> [AUFGABE A]: Nenne alle Benutzernamen, die im Forenthread zu Age of Empires III als Überschrift eines Beitrags stehen. Führe jeden Namen nur einmal auf.

+++

# Wer spielt noch Age of Empires III?



## NCphalon (20. Dezember 2009)

Moin, da ich neulich wieder mit AoE3 angefangen hab wollt ich ma fragen, wer das sonst noch alles spielt, dann kamma sich ggf. austauschen, sich ma bei ESO verabreden oder sich gegenseitig mods, szenarien un maps schicken


----------



## michelthemaster (20. Dezember 2009)

Hallo zusammen.Ich spiel es immer noch, mir gefällt es auch mindestens genauso gut wie die ersten beiden Teile, die Idee mit den Karten ist einfach genial und sorgt auch für Langzeitmotivation. ESO hab ich bisher aber nur kurz getestet und wurde platt gemacht ^^ Bin eher jemand, der das Spiel mit Freunden auf einer Lan spielt. Besitze das Hauptspiel + beide Addons.

Gruß

Micha


----------



## PEACEpolska (21. Dezember 2009)

michelthemaster schrieb:


> Hallo zusammen.Ich spiel es immer noch, mir gefällt es auch mindestens genauso gut wie die ersten beiden Teile, die Idee mit den Karten ist einfach genial und sorgt auch für Langzeitmotivation. Bin eher jemand, der das Spiel mit Freunden auf einer Lan spielt. Besitze das Hauptspiel + beide Addons.
> 
> Gruß
> 
> Micha


 

hi, da kann ich nur zustimmen  AoE I war mein erstes spiel das ich von meinen großen Brüdern als kleines Kindlein in die Hand gedrückt bekommen habe 
tolle erinnerungen


----------



## feivel (21. Dezember 2009)

habe auch hauptspiel + beide addons, spiels aber immer nur mit der freundin


----------



## Edguy (21. Dezember 2009)

...nicht.

aber sollte vielleicht mal wieder. *schwelg*


----------



## klyer (21. Dezember 2009)

nicht...

-> ich find, das man die 3 nich mehr mit der 2 und 1 vergleichen kann.


----------



## Special_Flo (21. Dezember 2009)

[X] Nein!.
Da ich finde das AoE II besser ist und bleibt als AoE III!..

mfg Flo


----------



## Edguy (21. Dezember 2009)

> Da ich finde das AoE II besser ist und bleibt als AoE III!..





> -> ich find, das man die 3 nich mehr mit der 2 und 1 vergleichen kann.


omg, da hab ich wohl was verwechselt. Natürlich meinte ich auch das II´er Age of Kings.
das 3´er hatte ich nie gespielt (nur kurz die Demo)


----------



## NCphalon (21. Dezember 2009)

Mag sein, aber ich find AoE3 hat auchwas. Dieses Kartensystem sorgt für eine Gewisse anpassbarkeit an die geplante Spielsituation un kann einem auch ma aus der patsche helfen, bzw. bietet es interessante gimmicks (Fabriken, Forts) die Helfen zu gewinnen. Bei AoE3 gibt es durch die total verschiedenen eigenschaften der Kulturen (zummindest bei den addons) auch den anreiz alle mal durchzuspieln.

Bevor ich jetz von den AoE2 jüngern plattgemacht werd: Ich find AoE2 auch schön un habs vor AoE3 jahrelang gespielt, genau wie davor AoE, aber ich zock halt jetz AoE3 weils mir am besten gefällt un warte gespannt auf AoE4


----------



## Two-Face (21. Dezember 2009)

+++

> [AUFGABE B]: Gib die Zeilen der Datensätze von der Zeile mit „If you could segment every instance of the blurred“ bis zum Ende der Datensätze als nummerierte Liste aus, ohne Leerzeilen. Lass die Bilder dabei weg.

Auszüge aus Segmentierungsdatensätzen
+++

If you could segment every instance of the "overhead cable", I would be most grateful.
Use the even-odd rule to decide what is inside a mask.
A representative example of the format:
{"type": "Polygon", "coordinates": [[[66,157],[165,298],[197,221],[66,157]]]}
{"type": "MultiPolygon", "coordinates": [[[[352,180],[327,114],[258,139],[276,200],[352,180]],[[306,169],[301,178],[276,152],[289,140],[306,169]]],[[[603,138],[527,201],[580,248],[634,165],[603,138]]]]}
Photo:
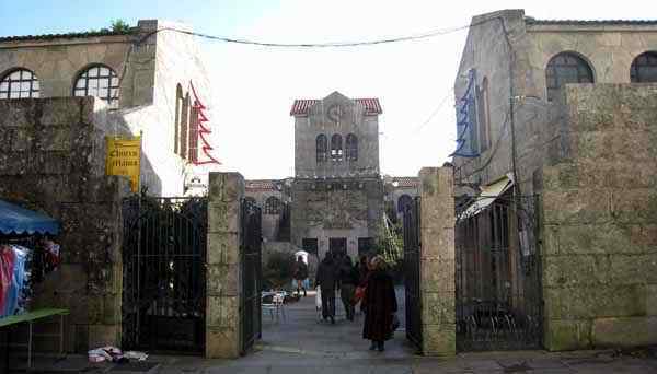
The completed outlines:
{"type": "Polygon", "coordinates": [[[379,45],[379,44],[390,44],[390,43],[400,43],[400,42],[411,42],[411,40],[427,39],[427,38],[431,38],[431,37],[436,37],[436,36],[440,36],[440,35],[452,34],[452,33],[456,33],[456,32],[459,32],[459,31],[462,31],[462,30],[468,30],[468,28],[470,28],[472,26],[476,26],[476,25],[479,25],[481,23],[483,23],[483,22],[472,23],[472,24],[469,24],[469,25],[465,25],[465,26],[434,30],[434,31],[429,31],[429,32],[426,32],[426,33],[422,33],[422,34],[404,35],[404,36],[396,36],[396,37],[389,37],[389,38],[381,38],[381,39],[372,39],[372,40],[359,40],[359,42],[275,43],[275,42],[262,42],[262,40],[252,40],[252,39],[245,39],[245,38],[233,38],[233,37],[226,37],[226,36],[209,35],[209,34],[203,34],[203,33],[192,32],[192,31],[187,31],[187,30],[180,30],[180,28],[175,28],[175,27],[162,27],[162,28],[158,28],[157,31],[153,31],[153,32],[147,34],[145,36],[145,38],[153,35],[153,34],[157,34],[159,32],[171,31],[171,32],[186,34],[186,35],[192,35],[192,36],[197,36],[197,37],[201,37],[201,38],[206,38],[206,39],[210,39],[210,40],[219,40],[219,42],[224,42],[224,43],[244,44],[244,45],[253,45],[253,46],[262,46],[262,47],[277,47],[277,48],[339,48],[339,47],[373,46],[373,45],[379,45]]]}

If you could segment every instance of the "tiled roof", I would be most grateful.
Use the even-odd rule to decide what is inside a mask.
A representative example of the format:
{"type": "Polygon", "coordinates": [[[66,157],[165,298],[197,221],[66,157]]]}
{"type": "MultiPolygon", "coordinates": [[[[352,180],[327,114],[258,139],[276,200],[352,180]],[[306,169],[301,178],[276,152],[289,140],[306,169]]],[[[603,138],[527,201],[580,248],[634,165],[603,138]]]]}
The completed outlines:
{"type": "Polygon", "coordinates": [[[131,35],[131,34],[135,34],[136,32],[137,32],[137,28],[131,28],[130,31],[127,31],[127,32],[99,31],[99,32],[88,32],[88,33],[0,36],[0,43],[23,42],[23,40],[73,39],[73,38],[82,38],[82,37],[112,36],[112,35],[131,35]]]}
{"type": "Polygon", "coordinates": [[[392,183],[396,182],[396,187],[417,187],[419,185],[419,178],[417,177],[394,177],[392,183]]]}
{"type": "MultiPolygon", "coordinates": [[[[383,113],[381,108],[381,103],[379,103],[378,98],[355,98],[356,103],[365,106],[365,114],[367,115],[376,115],[383,113]]],[[[298,98],[292,104],[292,108],[290,109],[290,116],[298,115],[307,115],[310,107],[321,102],[321,100],[316,98],[298,98]]]]}
{"type": "Polygon", "coordinates": [[[526,16],[530,25],[657,25],[657,20],[537,20],[526,16]]]}
{"type": "Polygon", "coordinates": [[[245,180],[244,189],[247,191],[277,191],[279,184],[274,179],[245,180]]]}

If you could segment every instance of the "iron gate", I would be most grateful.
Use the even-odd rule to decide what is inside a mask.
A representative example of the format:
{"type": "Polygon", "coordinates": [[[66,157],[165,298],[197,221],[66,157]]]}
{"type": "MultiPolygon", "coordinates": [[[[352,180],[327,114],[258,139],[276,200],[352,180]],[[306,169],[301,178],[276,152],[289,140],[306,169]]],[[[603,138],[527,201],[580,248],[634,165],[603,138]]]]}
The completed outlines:
{"type": "Polygon", "coordinates": [[[457,349],[540,348],[542,287],[534,197],[509,192],[457,214],[457,349]]]}
{"type": "Polygon", "coordinates": [[[262,232],[261,209],[253,202],[242,199],[241,204],[242,243],[242,354],[245,354],[261,337],[262,312],[262,232]]]}
{"type": "Polygon", "coordinates": [[[406,338],[422,348],[422,305],[419,292],[419,209],[416,197],[404,207],[404,282],[406,303],[406,338]]]}
{"type": "Polygon", "coordinates": [[[205,348],[205,198],[124,201],[123,348],[205,348]]]}

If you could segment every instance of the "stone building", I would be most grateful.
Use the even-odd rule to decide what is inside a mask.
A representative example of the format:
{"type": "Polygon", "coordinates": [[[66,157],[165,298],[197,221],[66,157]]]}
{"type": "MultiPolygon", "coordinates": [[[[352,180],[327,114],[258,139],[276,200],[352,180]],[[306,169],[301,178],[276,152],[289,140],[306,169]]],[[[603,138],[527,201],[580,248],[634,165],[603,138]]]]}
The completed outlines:
{"type": "Polygon", "coordinates": [[[297,100],[291,242],[321,257],[368,250],[383,219],[377,98],[297,100]]]}
{"type": "Polygon", "coordinates": [[[387,175],[383,177],[383,185],[388,217],[391,220],[395,220],[395,223],[401,223],[404,209],[419,196],[419,178],[391,177],[387,175]]]}
{"type": "Polygon", "coordinates": [[[70,311],[69,352],[122,342],[130,191],[105,175],[105,137],[141,133],[150,195],[185,194],[201,156],[194,101],[209,101],[209,84],[193,36],[170,27],[188,30],[140,21],[126,32],[0,38],[0,198],[61,223],[61,264],[33,307],[70,311]]]}
{"type": "MultiPolygon", "coordinates": [[[[472,20],[454,82],[457,257],[463,243],[480,246],[469,260],[479,258],[474,274],[498,305],[495,284],[527,284],[535,257],[548,349],[657,342],[650,82],[657,21],[548,21],[522,10],[472,20]],[[495,203],[515,218],[502,221],[502,264],[481,249],[495,242],[491,231],[459,231],[492,224],[495,203]]],[[[525,291],[511,285],[504,303],[525,291]]]]}
{"type": "Polygon", "coordinates": [[[262,235],[265,243],[289,241],[290,185],[290,179],[251,179],[244,183],[245,199],[262,209],[262,235]]]}
{"type": "Polygon", "coordinates": [[[0,100],[101,98],[108,135],[142,135],[141,185],[182,196],[204,172],[195,167],[203,154],[193,91],[201,103],[211,95],[194,37],[164,28],[189,31],[150,20],[122,32],[2,37],[0,100]]]}

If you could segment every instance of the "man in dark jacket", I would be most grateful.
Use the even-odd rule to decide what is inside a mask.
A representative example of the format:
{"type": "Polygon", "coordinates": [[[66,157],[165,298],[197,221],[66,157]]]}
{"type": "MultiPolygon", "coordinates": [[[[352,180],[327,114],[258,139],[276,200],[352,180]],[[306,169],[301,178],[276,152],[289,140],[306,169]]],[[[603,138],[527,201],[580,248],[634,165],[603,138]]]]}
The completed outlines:
{"type": "Polygon", "coordinates": [[[315,285],[322,291],[322,317],[324,320],[331,318],[335,324],[335,284],[337,282],[337,270],[333,261],[333,254],[326,253],[326,256],[318,267],[315,285]]]}
{"type": "Polygon", "coordinates": [[[351,265],[351,258],[344,256],[339,264],[339,297],[345,306],[345,313],[348,320],[354,320],[355,292],[358,283],[358,270],[351,265]]]}
{"type": "Polygon", "coordinates": [[[381,256],[371,259],[371,272],[365,291],[365,325],[362,338],[371,340],[370,350],[384,350],[384,342],[392,338],[392,322],[397,309],[392,277],[385,271],[381,256]]]}

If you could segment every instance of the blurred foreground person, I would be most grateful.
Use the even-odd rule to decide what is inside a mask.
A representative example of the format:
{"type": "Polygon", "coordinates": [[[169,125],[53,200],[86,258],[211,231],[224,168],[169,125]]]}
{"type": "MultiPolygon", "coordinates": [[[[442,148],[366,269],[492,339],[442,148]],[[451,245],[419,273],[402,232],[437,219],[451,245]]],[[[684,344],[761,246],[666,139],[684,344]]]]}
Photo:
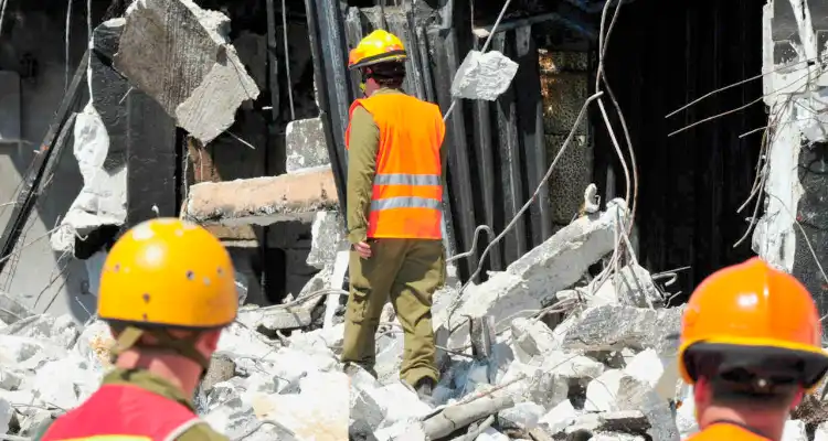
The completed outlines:
{"type": "Polygon", "coordinates": [[[753,258],[708,277],[681,329],[679,369],[701,430],[688,440],[781,440],[828,369],[820,338],[814,300],[793,276],[753,258]]]}
{"type": "Polygon", "coordinates": [[[237,308],[219,239],[174,218],[137,225],[100,277],[98,316],[117,341],[115,369],[35,440],[227,440],[198,418],[191,397],[237,308]]]}
{"type": "Polygon", "coordinates": [[[402,41],[383,30],[362,39],[348,60],[364,98],[351,105],[346,130],[352,251],[341,359],[376,376],[374,335],[390,299],[405,341],[400,378],[427,398],[439,377],[432,297],[446,273],[446,126],[439,107],[403,93],[405,60],[402,41]]]}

+++

> [ERGEBNIS A]: NCphalon, michelthemaster, PEACEpolska, feivel, Edguy, klyer, Special_Flo, Two-Face

> [ERGEBNIS B]:
1. If you could segment every instance of the blurred foreground person, I would be most grateful.
2. Use the even-odd rule to decide what is inside a mask.
3. A representative example of the format:
4. {"type": "Polygon", "coordinates": [[[169,125],[53,200],[86,258],[211,231],[224,168],[169,125]]]}
5. {"type": "MultiPolygon", "coordinates": [[[[442,148],[366,269],[492,339],[442,148]],[[451,245],[419,273],[402,232],[437,219],[451,245]]],[[[684,344],[761,246],[666,139],[684,344]]]]}
6. Photo:
7. The completed outlines:
8. {"type": "Polygon", "coordinates": [[[753,258],[708,277],[681,329],[679,369],[701,430],[688,440],[781,440],[828,369],[820,338],[814,300],[793,276],[753,258]]]}
9. {"type": "Polygon", "coordinates": [[[237,308],[219,239],[174,218],[137,225],[100,277],[98,316],[117,341],[115,369],[35,440],[227,440],[198,418],[191,397],[237,308]]]}
10. {"type": "Polygon", "coordinates": [[[402,41],[383,30],[362,39],[348,60],[364,98],[351,105],[346,130],[352,251],[341,359],[376,376],[374,335],[390,299],[405,341],[400,378],[427,398],[439,377],[432,297],[446,273],[446,126],[439,107],[403,93],[405,60],[402,41]]]}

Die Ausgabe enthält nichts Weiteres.